▸ **TASK**: Print the full listing exactly.
+===+
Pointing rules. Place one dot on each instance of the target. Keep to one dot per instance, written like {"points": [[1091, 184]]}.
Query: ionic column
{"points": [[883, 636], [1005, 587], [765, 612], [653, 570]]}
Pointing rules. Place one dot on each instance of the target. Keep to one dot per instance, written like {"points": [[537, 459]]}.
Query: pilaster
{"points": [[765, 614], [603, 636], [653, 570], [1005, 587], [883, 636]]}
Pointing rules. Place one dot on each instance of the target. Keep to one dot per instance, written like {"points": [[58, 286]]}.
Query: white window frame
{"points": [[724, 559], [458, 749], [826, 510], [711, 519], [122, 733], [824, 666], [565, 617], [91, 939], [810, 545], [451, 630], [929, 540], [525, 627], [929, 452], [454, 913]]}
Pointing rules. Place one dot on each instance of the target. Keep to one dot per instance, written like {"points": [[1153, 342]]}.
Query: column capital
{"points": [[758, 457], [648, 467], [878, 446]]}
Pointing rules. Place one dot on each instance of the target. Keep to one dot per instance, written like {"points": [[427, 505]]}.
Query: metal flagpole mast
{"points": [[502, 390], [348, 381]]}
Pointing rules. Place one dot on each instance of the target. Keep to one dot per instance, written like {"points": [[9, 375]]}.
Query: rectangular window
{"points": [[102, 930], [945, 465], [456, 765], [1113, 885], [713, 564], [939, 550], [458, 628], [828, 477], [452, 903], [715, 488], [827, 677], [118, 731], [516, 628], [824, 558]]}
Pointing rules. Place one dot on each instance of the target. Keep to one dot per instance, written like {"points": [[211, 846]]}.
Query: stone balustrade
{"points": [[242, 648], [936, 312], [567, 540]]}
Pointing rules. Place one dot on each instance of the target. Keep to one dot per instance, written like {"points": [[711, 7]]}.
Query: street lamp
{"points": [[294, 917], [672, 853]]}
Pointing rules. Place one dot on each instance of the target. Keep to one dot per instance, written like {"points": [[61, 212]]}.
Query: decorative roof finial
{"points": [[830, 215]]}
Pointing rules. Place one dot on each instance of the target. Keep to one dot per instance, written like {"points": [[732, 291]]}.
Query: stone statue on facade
+===+
▸ **ANSWER TO THE TASK**:
Pointing rules. Place one dot on each instance of the target. Keep to one dot per instance, written like {"points": [[1091, 184]]}.
Query: ionic column
{"points": [[883, 636], [1005, 587], [765, 612], [653, 570]]}
Pointing rules. Place one dot on each instance of the target. Keep to one dot per instance, written like {"points": [[537, 459]]}.
Query: pilaster
{"points": [[765, 614], [603, 636], [653, 570], [1005, 587], [883, 636]]}
Pointing rules. Place one dot on each instance of the target. Keep to one dot per instance, written like {"points": [[58, 286]]}.
Query: white window frame
{"points": [[724, 559], [458, 749], [826, 510], [711, 519], [122, 733], [824, 666], [565, 617], [91, 939], [810, 545], [451, 630], [929, 540], [525, 627], [929, 452], [454, 913]]}
Pointing rules. Place one dot on each instance of the target. Keep to one dot per instance, written like {"points": [[1153, 342]]}.
Query: column capital
{"points": [[758, 457], [648, 467], [878, 446]]}
Pointing rules. Place one dot on each instance of the target. Keep to one dot per instance, written like {"points": [[427, 505]]}.
Query: metal flagpole mast
{"points": [[502, 390], [348, 381]]}
Pointing rules. Place one dot on each instance of the target. Keep to one dot per instance, written like {"points": [[9, 375]]}.
Query: rectangular window
{"points": [[102, 930], [945, 465], [456, 765], [1113, 885], [713, 564], [939, 550], [458, 628], [828, 477], [452, 903], [715, 488], [827, 677], [118, 731], [516, 628], [824, 558]]}
Pointing rules. Place one dot on each instance of the target. Keep to one dot per instance, written like {"points": [[211, 846]]}.
Query: stone balustrade
{"points": [[242, 648], [936, 312], [567, 540]]}
Pointing rules. Place one dot on each instance of the target. Keep to one dot per instance, written like {"points": [[711, 7]]}.
Query: street lamp
{"points": [[294, 917], [672, 853]]}
Pointing rules. Place one dot on each instance of the target. Keep to one dot per instance, written like {"points": [[61, 212]]}.
Query: decorative roof finial
{"points": [[830, 215]]}
Pointing rules. Place one dot on each instance of the target. Keep to one dot per instance, written like {"points": [[732, 291]]}.
Query: stone statue on facade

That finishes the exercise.